WHAT YOU NEED TO DO:
A bare number is the expected answer: the count of lines in the data holding "goalkeeper".

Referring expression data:
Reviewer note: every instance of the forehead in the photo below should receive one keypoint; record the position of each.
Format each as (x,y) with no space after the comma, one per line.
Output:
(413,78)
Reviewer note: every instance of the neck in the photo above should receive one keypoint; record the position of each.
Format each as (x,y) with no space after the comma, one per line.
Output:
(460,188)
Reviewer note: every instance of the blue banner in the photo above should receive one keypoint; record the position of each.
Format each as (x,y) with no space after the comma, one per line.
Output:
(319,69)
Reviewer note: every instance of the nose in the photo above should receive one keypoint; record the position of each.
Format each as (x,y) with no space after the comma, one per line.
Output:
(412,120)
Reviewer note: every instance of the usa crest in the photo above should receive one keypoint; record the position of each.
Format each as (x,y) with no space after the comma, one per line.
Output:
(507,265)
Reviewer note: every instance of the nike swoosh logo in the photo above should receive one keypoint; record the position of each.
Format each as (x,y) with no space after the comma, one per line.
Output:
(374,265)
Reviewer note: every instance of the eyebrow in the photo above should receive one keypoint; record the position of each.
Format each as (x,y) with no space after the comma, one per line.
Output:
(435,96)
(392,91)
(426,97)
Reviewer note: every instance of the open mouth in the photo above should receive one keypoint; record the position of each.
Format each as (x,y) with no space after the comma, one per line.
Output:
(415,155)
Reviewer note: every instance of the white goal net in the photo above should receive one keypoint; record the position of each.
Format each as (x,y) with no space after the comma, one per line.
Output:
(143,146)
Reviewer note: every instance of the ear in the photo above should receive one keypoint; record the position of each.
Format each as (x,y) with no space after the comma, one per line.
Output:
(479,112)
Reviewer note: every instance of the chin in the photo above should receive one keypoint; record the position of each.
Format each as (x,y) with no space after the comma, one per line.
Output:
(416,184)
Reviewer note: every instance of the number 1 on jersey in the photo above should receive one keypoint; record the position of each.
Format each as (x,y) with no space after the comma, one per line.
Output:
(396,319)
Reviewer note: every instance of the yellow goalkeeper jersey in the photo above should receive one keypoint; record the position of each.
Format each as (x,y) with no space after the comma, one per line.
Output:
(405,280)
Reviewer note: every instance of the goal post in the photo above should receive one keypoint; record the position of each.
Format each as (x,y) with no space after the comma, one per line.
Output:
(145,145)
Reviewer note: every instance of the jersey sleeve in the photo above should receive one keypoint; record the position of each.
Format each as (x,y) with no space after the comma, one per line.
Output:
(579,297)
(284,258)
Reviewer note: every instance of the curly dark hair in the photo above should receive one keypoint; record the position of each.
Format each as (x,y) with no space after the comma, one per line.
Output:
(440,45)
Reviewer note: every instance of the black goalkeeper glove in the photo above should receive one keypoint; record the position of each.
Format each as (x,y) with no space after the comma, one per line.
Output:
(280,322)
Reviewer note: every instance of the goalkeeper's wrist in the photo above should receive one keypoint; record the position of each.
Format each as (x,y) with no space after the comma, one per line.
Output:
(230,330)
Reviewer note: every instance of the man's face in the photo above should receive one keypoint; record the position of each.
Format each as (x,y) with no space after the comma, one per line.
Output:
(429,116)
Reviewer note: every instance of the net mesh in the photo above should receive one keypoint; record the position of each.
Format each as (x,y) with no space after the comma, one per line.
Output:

SOLUTION FOR THIS PROBLEM:
3